## ページ本文
######

結論 原査定を取り消す。 本願の意匠は,登録すべきものとする。
理由 第1 本願意匠
本願は,物品の部分について意匠登録を受けようとする平成27年(2015年)5月15日の意匠登録出願であって,その意匠(以下「本願意匠」という。)は,願書及び願書に添付した図面の記載によれば,意匠に係る物品は「電源供給器」であり,その形状,模様若しくは色彩又はこれらの結合(以下「形態」という。)は願書及び願書に添付した図面に記載されたとおりのものであって,「実線で表した部分が,部分意匠として意匠登録を受けようとする部分である。」としたものである(以下,本願において意匠登録を受けようとする部分を「本願意匠部分」という。)。(別紙第1参照)
すなわち,本願意匠部分は,放熱孔部の内周面及び吸気孔部の内周面であり,上記放熱孔部は電源供給器の上面の背面側左端付近に設けられ,上記吸気孔部は電源供給器の上面の正面側左端付近に設けられている。
また,上記放熱孔部は,中央に円形孔を配し,当該円形孔を取り囲む内側の環状孔(以下「内側環状孔群」という。)と,当該内側環状孔群を取り囲む外側の環状孔(以下「外側環状孔群」という。)から形成されている。そして,上記内側環状孔群は,環状に等間隔で配置された6個の湾曲した小さな長円孔(以下「小長円孔」という。)により形成され,各小長円孔は,上記円形孔を中心として,平面視において1時,3時,5時,7時,9時及び11時の位置に僅かに間隔を空けて設けられている。また,上記外側環状孔群は,上記内側環状孔群の外側に,環状に等間隔で配置された6個の湾曲した大きな長円孔(以下「大長円孔」という。)により形成され,各大長円孔は,上記円形孔を中心として,平面視において0時,2時,4時,6時,8時及び10時の位置に僅かに間隔を空けて設けられている。
また,上記吸気孔部は,平面視において上下方向に等間隔で設けられた13個のスリット状孔から形成され,各スリット状孔は,左右に細長い形状を有している。

######

## 課題の目的
ページ本文に基づき、次の問いに答えてください。
1. 本願意匠に係る物品は何か。
2. 吸気孔部は電源供給器のどこに設けられているか。
3. 外側環状孔群は何個の大長円孔で形成されているか。

## 出典資料
######

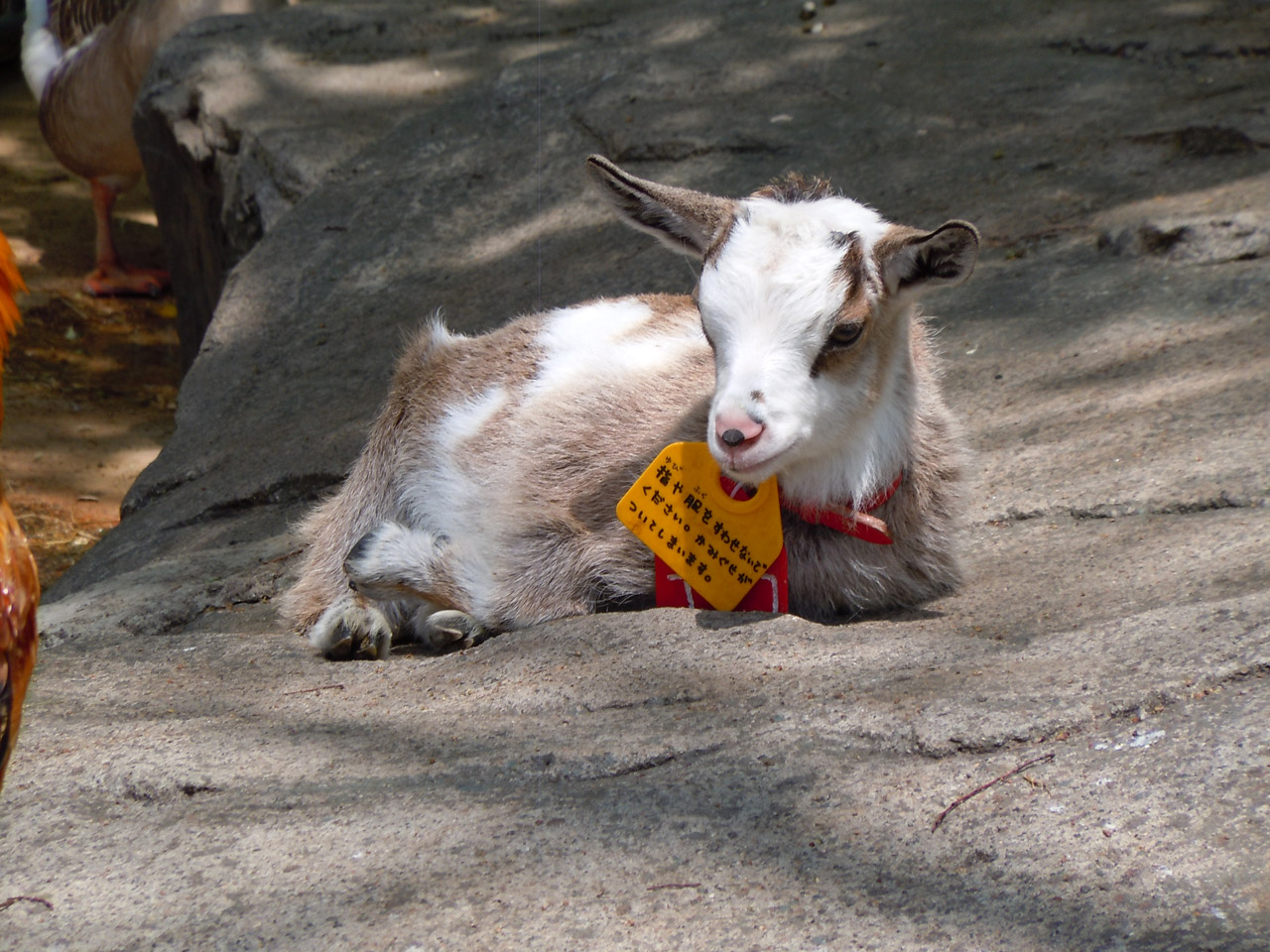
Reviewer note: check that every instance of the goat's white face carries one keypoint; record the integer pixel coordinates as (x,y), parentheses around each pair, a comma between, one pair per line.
(804,298)
(774,299)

######

## 課題の解答
1. 電源供給器
2. 上面の正面側左端付近
3. 6個